[BEGIN Supplied data]
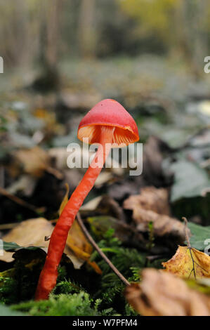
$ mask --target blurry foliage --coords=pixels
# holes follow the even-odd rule
[[[196,25],[200,42],[209,46],[210,11],[206,0],[199,2],[1,0],[0,53],[9,65],[38,62],[49,70],[53,62],[55,70],[58,58],[70,55],[166,53],[176,47],[194,60],[199,45],[190,29]]]

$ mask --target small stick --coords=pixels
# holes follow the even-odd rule
[[[119,270],[116,268],[115,266],[114,266],[113,263],[110,260],[110,259],[106,256],[106,255],[101,251],[98,245],[96,243],[93,237],[91,236],[89,232],[88,232],[86,227],[83,223],[83,221],[81,220],[81,218],[80,216],[79,213],[78,212],[77,214],[77,219],[78,221],[78,223],[79,224],[83,232],[90,242],[93,246],[96,249],[96,250],[98,252],[100,256],[103,258],[103,260],[109,265],[110,268],[113,270],[114,272],[115,272],[116,275],[118,276],[118,277],[124,282],[124,284],[126,286],[131,285],[129,281],[121,274],[121,272],[119,272]]]
[[[182,219],[185,221],[185,238],[186,238],[186,241],[188,242],[188,247],[190,248],[190,247],[191,247],[191,245],[190,245],[190,238],[189,238],[189,235],[188,235],[188,220],[187,220],[187,218],[185,216],[183,216]]]

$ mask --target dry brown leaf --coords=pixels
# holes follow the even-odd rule
[[[194,248],[178,246],[171,259],[162,263],[162,265],[167,272],[179,277],[210,277],[210,256]]]
[[[63,178],[59,171],[51,166],[49,154],[39,147],[17,150],[12,154],[12,157],[13,161],[7,166],[12,176],[25,173],[39,178],[47,171],[59,179]]]
[[[126,298],[143,316],[210,316],[210,297],[190,289],[172,274],[145,269],[141,283],[126,289]]]
[[[185,225],[169,216],[167,199],[166,190],[147,187],[144,188],[140,195],[131,196],[124,201],[124,207],[133,210],[133,218],[139,231],[148,231],[148,225],[152,222],[155,236],[172,235],[178,239],[178,242],[183,242],[185,239]],[[190,235],[190,230],[187,231]]]
[[[12,230],[2,237],[4,242],[14,242],[21,246],[41,246],[48,248],[49,241],[45,241],[44,237],[51,235],[53,230],[51,223],[44,218],[29,219],[17,225]],[[0,260],[10,263],[13,252],[4,251]]]
[[[155,187],[141,188],[140,194],[130,196],[124,201],[126,209],[150,210],[158,214],[170,216],[169,193],[166,189],[157,189]]]
[[[77,258],[86,261],[98,274],[102,274],[98,265],[95,262],[90,261],[93,247],[84,235],[77,220],[74,220],[70,230],[66,244]]]
[[[29,219],[21,222],[8,234],[2,237],[5,242],[14,242],[21,246],[41,246],[46,252],[49,244],[49,240],[45,241],[46,236],[51,236],[54,227],[44,218]],[[84,263],[84,260],[77,258],[74,254],[66,247],[64,252],[72,262],[75,269],[79,269]],[[0,256],[0,260],[10,263],[13,261],[13,252],[4,251]]]

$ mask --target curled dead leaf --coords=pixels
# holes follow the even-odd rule
[[[141,188],[140,194],[130,196],[124,202],[126,209],[150,210],[158,214],[170,216],[168,190],[164,188],[157,189],[155,187]]]
[[[41,246],[48,248],[48,242],[44,240],[44,236],[51,235],[53,230],[51,223],[44,218],[29,219],[22,221],[8,234],[3,236],[4,242],[15,242],[22,246]],[[4,251],[0,260],[10,263],[14,259],[13,252]]]
[[[210,316],[210,297],[190,289],[172,274],[145,269],[141,283],[128,286],[125,295],[143,316]]]
[[[178,246],[175,255],[162,265],[166,271],[179,277],[210,277],[210,256],[194,248]]]
[[[148,225],[152,222],[155,236],[170,235],[176,237],[177,242],[184,242],[185,225],[175,218],[169,216],[168,193],[166,190],[144,188],[140,195],[131,196],[124,201],[124,207],[133,210],[133,218],[139,231],[148,231]],[[189,229],[187,232],[190,235]]]

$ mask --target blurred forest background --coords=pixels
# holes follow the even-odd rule
[[[108,193],[122,204],[140,187],[165,187],[176,216],[209,224],[209,4],[0,1],[1,223],[37,214],[13,196],[53,218],[64,183],[72,192],[81,178],[66,166],[78,123],[114,98],[138,123],[143,173],[111,171],[88,198]]]
[[[67,167],[67,146],[79,142],[79,121],[105,98],[136,121],[143,169],[138,176],[103,169],[80,210],[91,235],[131,282],[141,279],[145,267],[162,268],[185,244],[183,216],[192,246],[204,251],[210,238],[209,1],[0,0],[0,239],[15,242],[0,256],[0,301],[33,298],[46,254],[25,246],[47,247],[44,237],[58,218],[65,183],[70,195],[86,171]],[[62,261],[55,291],[67,294],[61,315],[81,312],[74,291],[82,308],[88,292],[101,308],[114,308],[110,315],[133,315],[124,284],[77,224],[65,250],[74,268]],[[155,290],[162,286],[152,299],[159,305],[164,283],[152,282]],[[165,305],[169,313],[173,301]],[[45,305],[42,312],[37,306],[32,315],[46,315]],[[96,310],[91,315],[101,315]],[[181,315],[189,310],[187,305]]]

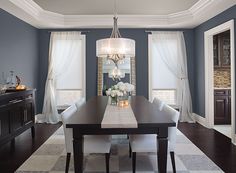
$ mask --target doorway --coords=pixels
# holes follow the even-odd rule
[[[213,35],[214,129],[231,138],[230,30]]]
[[[228,45],[223,44],[226,43],[224,37],[229,37]],[[209,128],[221,130],[225,135],[227,132],[223,131],[230,129],[227,136],[236,144],[235,106],[231,106],[235,105],[234,20],[206,31],[204,41],[206,124]],[[228,57],[222,58],[226,54]],[[219,82],[222,80],[224,84]],[[222,128],[217,128],[217,124],[221,124]],[[230,128],[224,128],[224,125],[229,125]]]

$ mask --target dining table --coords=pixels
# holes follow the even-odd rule
[[[156,134],[157,165],[160,173],[167,171],[168,127],[176,123],[149,102],[144,96],[131,96],[129,104],[137,120],[136,128],[102,128],[101,123],[109,104],[107,96],[95,96],[83,104],[71,117],[66,128],[73,130],[73,152],[75,173],[83,172],[84,135]],[[148,146],[147,146],[148,147]]]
[END Supplied data]
__Exercise prompt__. Rewrite the part of the records that opens with the line containing "dining table --coords=pixels" and runs through the end of the records as a JSON list of strings, one string per line, leaving out blank lines.

__Task answer__.
[
  "$ mask --target dining table --coords=pixels",
  "# holes follow the even-odd rule",
  "[[[156,134],[157,165],[160,173],[167,171],[168,127],[176,123],[149,102],[144,96],[131,96],[129,104],[137,120],[136,128],[102,128],[101,123],[109,104],[107,96],[95,96],[83,104],[71,117],[66,128],[73,130],[73,152],[75,173],[83,172],[84,135]],[[148,146],[147,146],[148,147]]]"
]